- **WORK TO COMPLETE**: Once you find the line containing "# return pixel", output it and every line after it to the end of the records, exactly.

Source data:
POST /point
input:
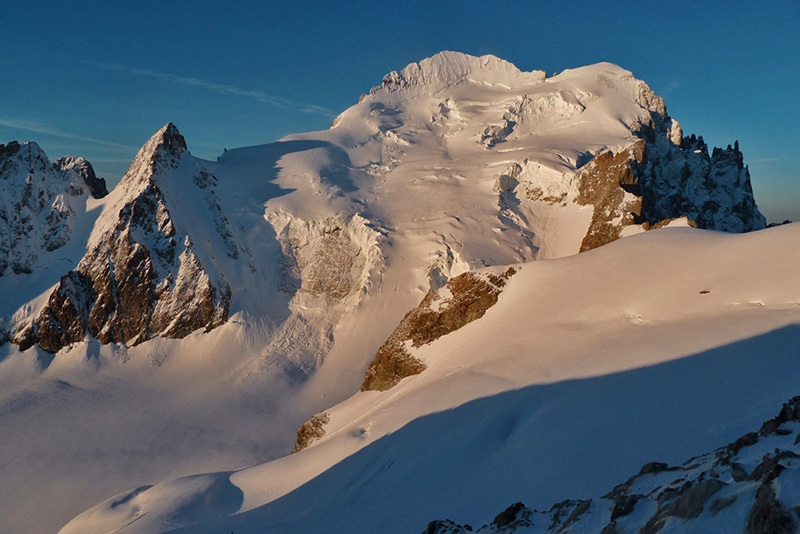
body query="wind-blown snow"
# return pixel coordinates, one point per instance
(326, 240)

- **RESULT FOR THIS TASK**:
# return pixel coordinates, one point per instance
(326, 240)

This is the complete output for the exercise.